__PROBLEM DETAILS__.
Continue the OnePlus Nord 2T review below, starting right after its last sentence.

(Pocket-lint) - If the OnePlus Nord 2T feels familiar, that's because it is. With just over six months of breathing room between this model and the Nord 2, it appears to represent a shift in launch cycle habits from the company.
In itself, that may be no bad thing, with customers across different regions given more choice when picking a mid-range smartphone.
However, on paper, there doesn't appear to be much difference between the Nord 2T and Nord 2.
So, is this a pointless refresh, or a phone worthy of its place in the OnePlus range?
Our thoughts on the Nord 2T are a little torn. On the one hand, this is a very solid, easy-to-recommend phone that fits comfortably underneath the $400 / £400 / €400 price bracket (if you get the 8GB model). There's no doubt it's one of the very best mid-range phones.
On the other hand, despite some improvements over the standard Nord 2, we’re struggling to see the need for it to exist at all. It does allow OnePlus to stay ahead of the curve and talk about how it has the latest Mediatek Dimensity 1000-series processor, but that doesn't necessarily translate into a tangible benefit for the consumer.

__EXCERPTED DATA__.
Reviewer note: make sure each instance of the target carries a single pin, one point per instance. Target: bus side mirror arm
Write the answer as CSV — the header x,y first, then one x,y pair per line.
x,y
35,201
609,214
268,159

__ANSWER FOR THE TASK__.
It doesn't provide a significant boost over the Nord 2 in any way except, perhaps, the charging speed, which even then is only shaving a few minutes off the full charge time.
On the whole, it feels like an iteration for the sake of it, rather than one that genuinely improves the experience in any meaningful way.
However, if you have a limited budget, there aren't many better phones available in this price range, so it's still a very sensible purchase.
OnePlus Nord 2T
- Fast and fluid performance
- Practical build and design
- 80W fast charging
- Very competitive price
- Bloat-free software
- Divisive camera layout design
- Not very different to the Nord 2
- Ultrawide camera isn't as strong as the main lens
- 159.1 x 73.2 x 8.2mm
- Grey Shadow and Jade Fog colours
- Glass front and back, plastic frame
It's rare for a company to upgrade and refresh a product line, introduce a tweaked design and actually make it worse. And yet, OnePlus has managed it with the OnePlus Nord 2T. Of course, from the front, it's basically identical to its predecessor, but it most definitely isn't from the back.
The neat, attractive camera housing with two vertically-aligned cameras has been replaced by what we consider - quite frankly - a monstrosity.
There are two very large dark circles. The top one surrounds the main camera, and the other plays home to the ultrawide and low-resolution monochrome sensor, aligned in a twitch-inducing off-centre layout.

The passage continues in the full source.